EXERCISE DETAILS:
Each entry below is to be written out exactly, and the pictures are to be left out.

=-=-=

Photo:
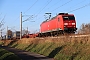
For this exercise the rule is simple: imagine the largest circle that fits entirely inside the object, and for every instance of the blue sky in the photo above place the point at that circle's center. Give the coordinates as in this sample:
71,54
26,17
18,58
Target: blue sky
11,10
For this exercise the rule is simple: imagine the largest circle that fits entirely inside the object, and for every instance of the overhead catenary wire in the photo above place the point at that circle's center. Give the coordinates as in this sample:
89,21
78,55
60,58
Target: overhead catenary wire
75,5
31,6
80,7
43,7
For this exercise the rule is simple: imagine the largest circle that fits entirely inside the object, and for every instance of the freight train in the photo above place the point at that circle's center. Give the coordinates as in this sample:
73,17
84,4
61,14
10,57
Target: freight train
60,24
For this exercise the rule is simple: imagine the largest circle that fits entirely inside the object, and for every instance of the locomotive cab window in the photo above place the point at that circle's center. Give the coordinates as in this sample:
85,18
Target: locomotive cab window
68,18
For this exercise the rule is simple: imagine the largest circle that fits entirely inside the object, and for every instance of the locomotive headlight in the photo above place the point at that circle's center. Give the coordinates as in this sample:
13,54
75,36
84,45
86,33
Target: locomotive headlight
73,23
65,23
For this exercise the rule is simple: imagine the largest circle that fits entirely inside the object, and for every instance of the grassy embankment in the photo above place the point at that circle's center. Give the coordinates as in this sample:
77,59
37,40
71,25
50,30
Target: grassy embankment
6,55
64,48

=-=-=

PROBLEM SOLUTION:
Photo:
For this exercise the rule is simple: imagine the largest circle that fits entirely inside the object, and for every instance of the blue sky in the photo above place the point at that circle's center. Give the coordinates as in this sample:
71,54
26,17
18,58
Target: blue sky
11,10
For this exercise the rule is simple: imagine the largest circle that fits entirely inside the object, and for every instance of the overhead catenary wire in the photo above place the point at that circle's center. Give the coordinates as in this sample:
89,21
78,55
60,58
Target: overhead catenary wire
75,5
31,6
80,7
43,7
For this exercise the rule is simple: imagine the largest circle that fits entirely inside the object, and for every instance of the freight train in the photo above place the point at that circle's center. Give the coordinates as in this sample:
73,17
84,4
61,14
10,57
Target: freight train
60,24
For this exercise the rule is simple: imagine the largest circle that fits entirely inside the object, and for every instance of the locomotive cab window in the photo above place the point at that circle's center. Give the coordinates as in this sample:
85,18
Target: locomotive cab window
68,18
For this exercise the rule is simple: imagine the largest circle that fits entirely inside the object, and for every instance of the locomotive headlight in the photo above place the point at that circle's center. Give the coordinates as in this sample:
13,54
75,36
84,45
86,33
Target: locomotive headlight
73,23
65,23
For this exercise the rule is simple: imagine the largest circle that fits entirely inside the object, and for every instance of the grassy embankment in the photo above place the point at that circle's center. Give the coordinates as in this sample:
77,59
37,40
71,25
50,30
Target: grassy embankment
6,55
64,48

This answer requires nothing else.